Keep Calm and Bird On: February 2022
“If you don’t look, you don’t see. You have to go and look.”
-Edith Andrews
February seesaws between winter and spring. Red-tailed Hawks are courting, Snowy Owls are still around and Red-winged Blackbirds never left. Snow Goose? As a Yard Bird? You never know who may just drop in.
But it’s also a good time to reflect on our relationship to birds and to nature in general. The term “ethical birding” began popping up with the rise of Bird-a-thon fundraisers, many of which started out with competing teams. Playing tapes to attract birds was strictly forbidden, not only for fairness’ sake, but because they often took place at the peak of spring migration, when birds need all their energy to find home, food, a mate, and start raising the kids. But the same birding ethic of do-not-disturb non-interference also applies in winter. Snowy Owls defend a winter hunting territory; harassment from paparazzi steals precious survival energy from them too.

┄┄┄┄┄┄┄┄┄┄┄┄┄┄┄┄┄┄┄┄

Write the next paragraph of the February 2022 birding column on ethical birding, picking up after its last sentence about Snowy Owls.

**SUPPLIED INFORMATION:**
┄┄┄┄┄┄┄┄┄┄┄┄┄┄┄┄┄┄┄┄

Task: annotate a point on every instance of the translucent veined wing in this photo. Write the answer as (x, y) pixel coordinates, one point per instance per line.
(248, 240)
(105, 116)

┄┄┄┄┄┄┄┄┄┄┄┄┄┄┄┄┄┄┄┄

**OUTPUT OF THE EXERCISE:**
Back at the dawn of the opera-glass vs. shotgun-ornithology split, when simple viewing pleasure and brute science were still eyeing one another askance, John Burroughs wrote that if we see things for ourselves, they are ours forever, but if we are merely shown them, we quickly forget. Documentation is one thing. But could obsessing on pics or apps short-circuit a deeper experience? With patient watching, we might see interesting behavior. And it’s worth bearing in mind that as we see birds, they also see us, usually much faster and in greater detail. Living beings must always be more than objects to list or hang on a wall. Do we just want to be tourists of life? If we spend more time in nature, won’t we come to know more about it? And even, perhaps, ourselves? Science too will be all the better for it.